OBJECTIVE =>
All of the records below need to be copied exactly.

Coordinate annotation records =>
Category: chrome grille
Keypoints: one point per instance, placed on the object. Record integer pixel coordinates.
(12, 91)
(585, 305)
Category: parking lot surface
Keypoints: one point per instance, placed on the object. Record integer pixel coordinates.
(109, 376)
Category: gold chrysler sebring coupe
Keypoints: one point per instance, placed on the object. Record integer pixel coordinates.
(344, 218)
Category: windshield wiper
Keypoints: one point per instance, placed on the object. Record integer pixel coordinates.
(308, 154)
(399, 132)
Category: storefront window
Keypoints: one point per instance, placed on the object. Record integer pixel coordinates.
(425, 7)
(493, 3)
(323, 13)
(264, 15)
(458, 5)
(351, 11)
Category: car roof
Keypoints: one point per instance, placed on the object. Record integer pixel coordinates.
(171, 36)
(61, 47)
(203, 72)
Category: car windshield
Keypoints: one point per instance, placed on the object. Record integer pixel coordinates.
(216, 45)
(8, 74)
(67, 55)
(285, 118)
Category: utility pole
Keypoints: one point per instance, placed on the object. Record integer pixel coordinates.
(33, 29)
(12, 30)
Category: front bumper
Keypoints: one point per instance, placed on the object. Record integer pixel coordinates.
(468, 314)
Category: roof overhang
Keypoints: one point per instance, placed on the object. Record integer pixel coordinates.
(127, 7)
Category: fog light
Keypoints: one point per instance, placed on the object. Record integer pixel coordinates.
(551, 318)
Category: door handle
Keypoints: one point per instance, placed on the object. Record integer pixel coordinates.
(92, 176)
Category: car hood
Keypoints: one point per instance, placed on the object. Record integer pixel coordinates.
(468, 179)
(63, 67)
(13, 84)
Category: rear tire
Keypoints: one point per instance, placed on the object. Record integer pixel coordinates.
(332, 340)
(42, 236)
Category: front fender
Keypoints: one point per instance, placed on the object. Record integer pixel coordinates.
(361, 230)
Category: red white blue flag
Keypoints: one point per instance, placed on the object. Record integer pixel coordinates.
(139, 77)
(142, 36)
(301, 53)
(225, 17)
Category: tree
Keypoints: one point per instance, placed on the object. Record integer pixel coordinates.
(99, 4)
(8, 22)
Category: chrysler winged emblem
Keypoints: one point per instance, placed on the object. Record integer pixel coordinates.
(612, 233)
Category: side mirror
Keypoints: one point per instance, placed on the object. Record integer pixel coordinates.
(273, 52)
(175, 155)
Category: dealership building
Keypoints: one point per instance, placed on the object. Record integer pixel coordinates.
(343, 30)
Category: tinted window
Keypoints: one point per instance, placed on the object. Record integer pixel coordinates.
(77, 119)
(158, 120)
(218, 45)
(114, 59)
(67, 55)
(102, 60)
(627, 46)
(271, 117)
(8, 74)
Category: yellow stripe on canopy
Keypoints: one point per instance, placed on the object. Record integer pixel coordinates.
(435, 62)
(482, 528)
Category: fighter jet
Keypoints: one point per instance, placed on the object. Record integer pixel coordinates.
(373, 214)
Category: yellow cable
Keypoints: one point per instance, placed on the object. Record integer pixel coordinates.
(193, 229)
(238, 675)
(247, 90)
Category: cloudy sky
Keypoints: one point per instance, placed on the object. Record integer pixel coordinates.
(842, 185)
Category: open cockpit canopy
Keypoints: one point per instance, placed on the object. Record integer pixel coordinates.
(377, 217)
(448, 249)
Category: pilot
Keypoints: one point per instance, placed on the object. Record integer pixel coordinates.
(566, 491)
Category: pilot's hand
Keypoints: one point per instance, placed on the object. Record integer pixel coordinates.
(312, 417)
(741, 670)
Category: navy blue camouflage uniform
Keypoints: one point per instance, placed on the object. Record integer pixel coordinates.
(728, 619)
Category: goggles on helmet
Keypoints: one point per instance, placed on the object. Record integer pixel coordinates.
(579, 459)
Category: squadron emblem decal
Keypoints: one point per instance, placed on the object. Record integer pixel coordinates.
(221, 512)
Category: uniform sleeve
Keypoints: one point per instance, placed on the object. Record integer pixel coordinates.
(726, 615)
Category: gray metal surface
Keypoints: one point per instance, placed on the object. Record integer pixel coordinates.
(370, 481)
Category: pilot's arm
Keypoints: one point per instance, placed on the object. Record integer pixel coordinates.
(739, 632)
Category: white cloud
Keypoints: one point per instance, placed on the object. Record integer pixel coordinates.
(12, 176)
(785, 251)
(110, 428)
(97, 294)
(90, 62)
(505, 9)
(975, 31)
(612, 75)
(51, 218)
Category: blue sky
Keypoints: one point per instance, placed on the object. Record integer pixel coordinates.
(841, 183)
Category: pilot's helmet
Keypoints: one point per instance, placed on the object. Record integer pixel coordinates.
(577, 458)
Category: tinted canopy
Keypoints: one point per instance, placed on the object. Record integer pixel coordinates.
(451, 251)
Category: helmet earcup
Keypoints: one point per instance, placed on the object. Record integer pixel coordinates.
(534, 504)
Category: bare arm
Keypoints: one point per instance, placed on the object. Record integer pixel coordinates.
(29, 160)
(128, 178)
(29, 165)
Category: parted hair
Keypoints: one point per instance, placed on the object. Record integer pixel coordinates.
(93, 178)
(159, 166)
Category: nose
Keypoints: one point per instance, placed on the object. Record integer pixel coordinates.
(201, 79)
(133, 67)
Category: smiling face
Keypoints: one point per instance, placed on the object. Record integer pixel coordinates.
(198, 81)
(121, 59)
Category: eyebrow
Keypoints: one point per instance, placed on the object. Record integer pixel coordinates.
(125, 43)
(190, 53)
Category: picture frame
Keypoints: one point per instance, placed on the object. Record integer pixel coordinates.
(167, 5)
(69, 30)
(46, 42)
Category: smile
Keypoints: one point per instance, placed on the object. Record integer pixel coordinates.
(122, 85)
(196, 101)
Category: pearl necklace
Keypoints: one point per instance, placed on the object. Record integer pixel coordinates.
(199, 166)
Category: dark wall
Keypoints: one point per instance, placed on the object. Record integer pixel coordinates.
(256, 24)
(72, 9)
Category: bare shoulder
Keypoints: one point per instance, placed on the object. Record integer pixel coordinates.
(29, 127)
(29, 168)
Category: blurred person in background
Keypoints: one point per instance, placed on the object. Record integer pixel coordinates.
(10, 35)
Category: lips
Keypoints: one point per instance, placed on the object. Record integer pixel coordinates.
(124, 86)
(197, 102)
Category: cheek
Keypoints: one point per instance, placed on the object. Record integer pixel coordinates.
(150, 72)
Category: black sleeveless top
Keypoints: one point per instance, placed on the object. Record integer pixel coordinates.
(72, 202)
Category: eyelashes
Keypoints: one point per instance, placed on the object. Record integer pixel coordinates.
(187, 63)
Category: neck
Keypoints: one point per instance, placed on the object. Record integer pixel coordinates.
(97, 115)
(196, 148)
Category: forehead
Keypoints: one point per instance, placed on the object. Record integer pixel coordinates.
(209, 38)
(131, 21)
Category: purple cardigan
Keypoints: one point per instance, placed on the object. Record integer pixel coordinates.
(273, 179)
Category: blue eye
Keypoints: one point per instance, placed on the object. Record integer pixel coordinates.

SOLUTION TO THIS TASK =>
Category: chrome grille
Keypoints: one point per instance, placed on the object. Record integer pixel coordinates.
(12, 91)
(585, 305)
Category: parking lot surface
Keypoints: one point per instance, placed on the object. Record integer pixel coordinates.
(109, 376)
Category: gold chrysler sebring coupe
Keypoints: one point per instance, placed on the object. Record integer pixel coordinates.
(344, 218)
Category: windshield wiper
Keypoints: one point per instance, placed on the object. Record integer pixel coordinates.
(308, 154)
(399, 132)
Category: storefront window
Keypoints: one point per instance, placed on the object. Record integer pixel coordinates.
(425, 7)
(493, 3)
(323, 13)
(264, 15)
(458, 5)
(351, 11)
Category: car roof
Keypoints: one point per instance, placed on the object. Record integer pixel coordinates.
(171, 36)
(61, 47)
(203, 72)
Category: car windshield
Keypoints: one point per instance, placed on the object. Record integer pixel coordinates.
(216, 45)
(8, 74)
(67, 55)
(285, 118)
Category: utility pole
Keypoints: one point per instance, placed on the object. Record integer pixel coordinates.
(33, 29)
(12, 30)
Category: front bumper
Keypoints: one point per instance, placed on the object. Record integer pixel coordinates.
(468, 314)
Category: roof overhang
Keypoints: one point per instance, placed on the object. Record integer pixel coordinates.
(127, 7)
Category: fog light
Keypoints: one point per instance, placed on the object. Record integer pixel coordinates.
(551, 318)
Category: door handle
Keypoints: one point per instance, placed on the object. Record integer pixel coordinates.
(92, 176)
Category: car hood
Keypoints: one point per instance, placed on the object. Record integer pixel coordinates.
(468, 179)
(63, 67)
(13, 84)
Category: rear tire
Keypoints: one point per instance, placed on the object. Record integer pixel coordinates.
(332, 340)
(42, 236)
Category: front fender
Keypoints: one point per instance, placed on the object. Record integer pixel coordinates.
(361, 230)
Category: red white blue flag
Keypoints: one point per instance, placed on the object. Record integer pixel coordinates.
(139, 77)
(142, 36)
(301, 53)
(225, 17)
Category: tree
Keypoints: one point per instance, placed on the object. Record integer pixel coordinates.
(99, 4)
(8, 22)
Category: chrysler winged emblem
Keypoints: one point per instance, placed on the object. Record integer pixel coordinates.
(612, 233)
Category: side mirror
Keypoints: one point per instance, placed on the object. Record integer pixel coordinates.
(273, 52)
(175, 155)
Category: dealership building
Keypoints: one point per instance, placed on the object. Record integer pixel coordinates.
(343, 30)
Category: tinted window
Keypoints: one point per instance, placed on the object. Record integer pixel coordinates.
(77, 119)
(158, 120)
(218, 45)
(114, 59)
(67, 55)
(102, 60)
(627, 46)
(271, 117)
(8, 74)
Category: yellow stripe on canopy
Keypoints: one point per instance, placed on the object. Record integer pixel coordinates.
(435, 62)
(482, 528)
Category: fighter jet
Keypoints: one point per instance, placed on the object. Record integer pixel coordinates.
(373, 214)
Category: yellow cable
Keypoints: one point per instance, placed on the object. Record integer pixel coordinates.
(193, 229)
(238, 675)
(247, 90)
Category: cloudy sky
Keypoints: one point per instance, placed on the object. Record integer pixel coordinates.
(842, 185)
Category: open cockpit canopy
Keypoints: one point per instance, placed on the object. Record integer pixel coordinates.
(377, 217)
(448, 249)
Category: pilot
Keypoints: one point per instance, placed on the object. Record integer pixel coordinates.
(566, 491)
Category: pilot's hand
Keypoints: one point per instance, placed on the object. Record integer pixel coordinates.
(312, 417)
(741, 670)
Category: navy blue camouflage uniform
Keypoints: one point per instance, placed on the object. Record integer pixel coordinates.
(728, 619)
Category: goggles on helmet
Keypoints: one point per instance, placed on the object. Record integer pixel coordinates.
(579, 459)
Category: squadron emblem decal
Keypoints: one point per instance, placed on the object. Record integer pixel coordinates.
(221, 512)
Category: uniform sleeve
Keypoints: one point per instance, placed on the object. Record integer pixel coordinates.
(726, 615)
Category: gray metal surface
Keypoints: one point per instance, placed on the object. Record integer pixel coordinates.
(370, 481)
Category: pilot's arm
Keypoints: one point per instance, placed on the object. Record integer pixel coordinates.
(739, 632)
Category: white cloud
Keypoints: one point per instance, placed on the object. Record integer pixel coordinates.
(12, 176)
(785, 251)
(110, 428)
(97, 294)
(90, 62)
(505, 9)
(975, 31)
(612, 75)
(51, 218)
Category: blue sky
Keypoints: one point per instance, placed on the object. Record integer pixel coordinates.
(841, 183)
Category: pilot's helmet
Keypoints: one point per instance, placed on the object. Record integer pixel coordinates.
(577, 458)
Category: tinted canopy
Keypoints: one point per instance, placed on the object. Record integer pixel coordinates.
(451, 251)
Category: helmet earcup
Keypoints: one point per instance, placed on the object. Record integer pixel coordinates.
(534, 504)
Category: bare arm
Keypoints: one point per instance, placed on the object. Record integer pixel coordinates.
(29, 160)
(128, 178)
(29, 165)
Category: parted hair
Keypoints: one point per instance, placed on the object. Record integer pixel coordinates.
(93, 178)
(159, 166)
Category: nose
Keypoints: one point per instance, placed on the object. Record integer pixel coordinates.
(201, 79)
(133, 67)
Category: smiling face
Keypoints: one point per instance, placed on the object. Record integer pixel coordinates.
(198, 81)
(121, 59)
Category: eyebrow
Keypoints: one point per instance, placed on the object. Record integer pixel coordinates.
(125, 43)
(190, 53)
Category: picture frame
Keypoints: one point per instance, placed on the object. Record integer pixel coordinates.
(167, 5)
(69, 30)
(46, 42)
Category: smile
Keypoints: one point per instance, placed on the object. Record integer pixel coordinates.
(122, 85)
(196, 101)
Category: pearl necklace
Keypoints: one point per instance, placed on the object. Record integer pixel coordinates.
(199, 166)
Category: dark wall
Keypoints: one point per instance, placed on the object. Record integer pixel coordinates.
(256, 24)
(72, 9)
Category: bare shoulder
Keypoints: one point per instance, placed on the object. Record integer pixel coordinates.
(29, 127)
(29, 168)
Category: blurred person in background
Keypoints: one point per instance, placed on the object. Record integer pixel coordinates.
(10, 35)
Category: lips
Keypoints: one point per instance, placed on the object. Record integer pixel coordinates.
(124, 86)
(197, 102)
Category: cheek
Keypoints: one point per instance, placed on the object. Record integer pixel coordinates.
(150, 72)
Category: black sleeveless top
Keypoints: one point per instance, placed on the object. Record integer pixel coordinates.
(72, 202)
Category: eyelashes
Keypoints: one point per instance, placed on the object. Record integer pixel coordinates.
(187, 63)
Category: neck
Keypoints: one point per instance, placed on the object. Record integer pixel coordinates.
(97, 115)
(196, 148)
Category: forehead
Keypoints: one point per instance, placed on the object. Record integer pixel coordinates.
(209, 38)
(131, 21)
Category: purple cardigan
Keypoints: one point per instance, placed on the object. Record integer pixel coordinates.
(273, 179)
Category: blue eye
Keypoints: one point per instance, placed on the object. Record integer pixel coordinates.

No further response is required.